• _What you will do_: What is needed is an exact transcription of the line containing "Expected: one point" and every line after it through the end of the entries below, with no pictures.

• _Given data_:
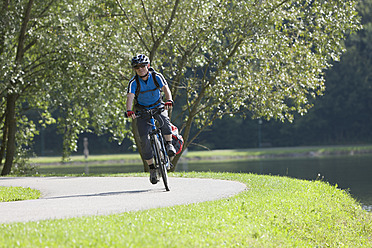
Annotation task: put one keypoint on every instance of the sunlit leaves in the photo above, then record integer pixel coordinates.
(264, 57)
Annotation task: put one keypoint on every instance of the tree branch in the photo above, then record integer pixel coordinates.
(132, 25)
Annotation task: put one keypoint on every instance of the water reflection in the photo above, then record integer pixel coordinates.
(348, 172)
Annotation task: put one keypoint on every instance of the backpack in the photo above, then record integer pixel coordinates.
(177, 139)
(138, 88)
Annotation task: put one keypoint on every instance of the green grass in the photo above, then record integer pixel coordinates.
(8, 194)
(220, 154)
(273, 212)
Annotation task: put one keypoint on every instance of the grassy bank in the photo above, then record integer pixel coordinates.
(229, 154)
(8, 194)
(273, 212)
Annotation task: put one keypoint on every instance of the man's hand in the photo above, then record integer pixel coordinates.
(130, 114)
(168, 104)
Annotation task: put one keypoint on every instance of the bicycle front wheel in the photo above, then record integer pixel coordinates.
(160, 161)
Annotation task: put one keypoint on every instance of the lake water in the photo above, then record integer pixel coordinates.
(353, 173)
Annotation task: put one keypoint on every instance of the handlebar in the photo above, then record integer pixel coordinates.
(151, 112)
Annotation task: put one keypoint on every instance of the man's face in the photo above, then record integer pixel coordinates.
(141, 69)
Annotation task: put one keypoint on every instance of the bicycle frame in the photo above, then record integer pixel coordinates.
(161, 158)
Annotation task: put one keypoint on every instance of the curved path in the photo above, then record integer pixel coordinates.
(65, 197)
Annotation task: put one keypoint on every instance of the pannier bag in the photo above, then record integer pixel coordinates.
(177, 140)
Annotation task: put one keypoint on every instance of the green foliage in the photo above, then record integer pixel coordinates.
(70, 60)
(8, 194)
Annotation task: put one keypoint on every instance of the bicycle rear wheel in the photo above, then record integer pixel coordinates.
(160, 160)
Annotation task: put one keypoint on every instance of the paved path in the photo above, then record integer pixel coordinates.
(64, 197)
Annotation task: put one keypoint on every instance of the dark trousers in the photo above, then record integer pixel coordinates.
(144, 128)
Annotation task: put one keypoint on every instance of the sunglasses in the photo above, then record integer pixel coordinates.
(139, 66)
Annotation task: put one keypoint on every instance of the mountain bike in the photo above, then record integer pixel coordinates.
(161, 159)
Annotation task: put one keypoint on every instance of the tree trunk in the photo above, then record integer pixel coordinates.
(11, 125)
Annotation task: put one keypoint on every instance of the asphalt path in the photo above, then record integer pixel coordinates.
(67, 197)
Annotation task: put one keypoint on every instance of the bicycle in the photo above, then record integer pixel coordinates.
(161, 159)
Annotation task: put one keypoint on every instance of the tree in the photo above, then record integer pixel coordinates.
(49, 53)
(265, 58)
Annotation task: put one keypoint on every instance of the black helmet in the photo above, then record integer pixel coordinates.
(140, 59)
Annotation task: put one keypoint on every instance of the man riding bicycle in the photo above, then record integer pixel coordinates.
(145, 87)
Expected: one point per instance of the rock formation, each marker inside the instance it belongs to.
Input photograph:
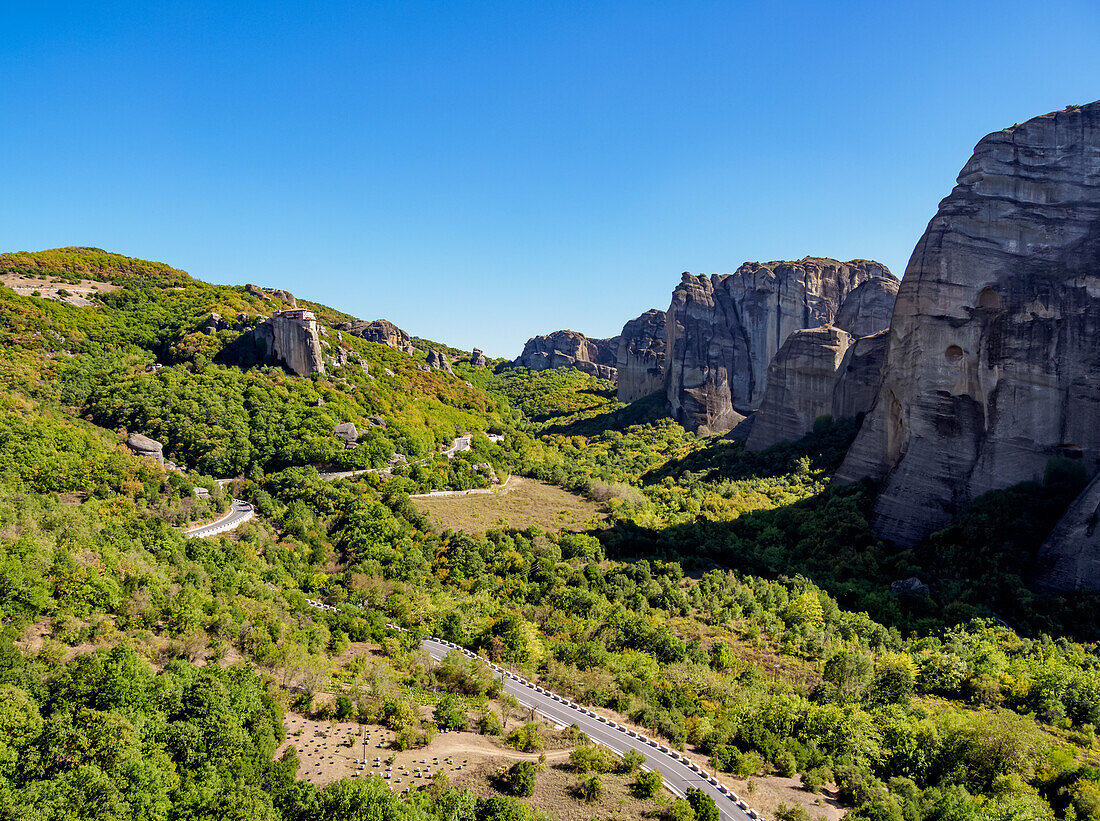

• _Problem solution_:
Expected: one point per instance of the rock formation, each marker inside the instance it belongs to.
Input photograph:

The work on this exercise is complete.